--- Begin Dataset ---

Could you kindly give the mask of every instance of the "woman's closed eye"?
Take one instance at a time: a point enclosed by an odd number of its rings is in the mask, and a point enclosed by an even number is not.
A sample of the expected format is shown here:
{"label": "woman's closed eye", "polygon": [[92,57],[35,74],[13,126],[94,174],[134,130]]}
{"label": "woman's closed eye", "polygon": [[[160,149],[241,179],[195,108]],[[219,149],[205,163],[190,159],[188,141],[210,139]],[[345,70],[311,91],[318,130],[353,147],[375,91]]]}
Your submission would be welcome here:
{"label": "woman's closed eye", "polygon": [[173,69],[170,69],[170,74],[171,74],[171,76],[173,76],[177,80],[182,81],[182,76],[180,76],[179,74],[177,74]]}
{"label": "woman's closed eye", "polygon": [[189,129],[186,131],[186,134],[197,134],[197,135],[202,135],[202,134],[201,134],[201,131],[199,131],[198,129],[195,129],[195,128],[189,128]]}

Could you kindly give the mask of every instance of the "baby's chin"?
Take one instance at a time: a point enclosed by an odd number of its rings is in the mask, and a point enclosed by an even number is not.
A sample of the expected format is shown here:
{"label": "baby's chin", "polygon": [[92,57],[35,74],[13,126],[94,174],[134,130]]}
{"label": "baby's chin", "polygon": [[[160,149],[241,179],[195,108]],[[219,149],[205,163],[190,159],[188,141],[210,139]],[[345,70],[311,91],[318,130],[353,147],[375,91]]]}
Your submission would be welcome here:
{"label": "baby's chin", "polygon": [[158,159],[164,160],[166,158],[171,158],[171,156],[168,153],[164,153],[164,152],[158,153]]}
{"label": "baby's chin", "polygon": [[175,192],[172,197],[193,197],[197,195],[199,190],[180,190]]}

--- End Dataset ---

◆ **Problem**
Rewrite the lines above with "sample" swapped for "example" everywhere it occurs, keeping every other character unchanged.

◆ **Output**
Could you kindly give the mask of every instance of the "woman's closed eye"?
Take one instance at a time: a point enclosed by an odd number of its rings is in the mask, and a point enclosed by an even number is not.
A example of the expected format is shown here:
{"label": "woman's closed eye", "polygon": [[92,57],[35,74],[13,126],[94,174],[134,130]]}
{"label": "woman's closed eye", "polygon": [[[160,149],[241,179],[195,108]],[[219,149],[205,163],[190,159],[188,141],[210,139]],[[345,70],[311,91],[318,130],[353,147],[375,91]]]}
Your submission would be welcome here:
{"label": "woman's closed eye", "polygon": [[173,69],[170,69],[170,74],[171,74],[171,76],[173,76],[177,80],[182,81],[182,76],[180,76],[179,74],[177,74]]}
{"label": "woman's closed eye", "polygon": [[189,129],[186,131],[186,134],[197,134],[197,135],[202,135],[202,134],[201,134],[201,131],[199,131],[198,129],[195,129],[195,128],[189,128]]}

Could you kindly give the mask of every instance of the "baby's chin"?
Take one instance at a time: a point enclosed by an odd number of its rings is in the mask, and a point enclosed by an even number is not.
A example of the expected format is shown here:
{"label": "baby's chin", "polygon": [[92,57],[35,74],[13,126],[94,174],[134,130]]}
{"label": "baby's chin", "polygon": [[[160,149],[241,179],[195,108]],[[219,149],[205,163],[190,159],[188,141],[210,139]],[[345,70],[311,91],[318,130],[353,147],[375,91]]]}
Your submission would be welcome here:
{"label": "baby's chin", "polygon": [[158,159],[164,160],[166,158],[171,158],[171,156],[168,153],[164,153],[164,152],[158,153]]}
{"label": "baby's chin", "polygon": [[175,192],[172,197],[193,197],[197,195],[199,190],[180,190]]}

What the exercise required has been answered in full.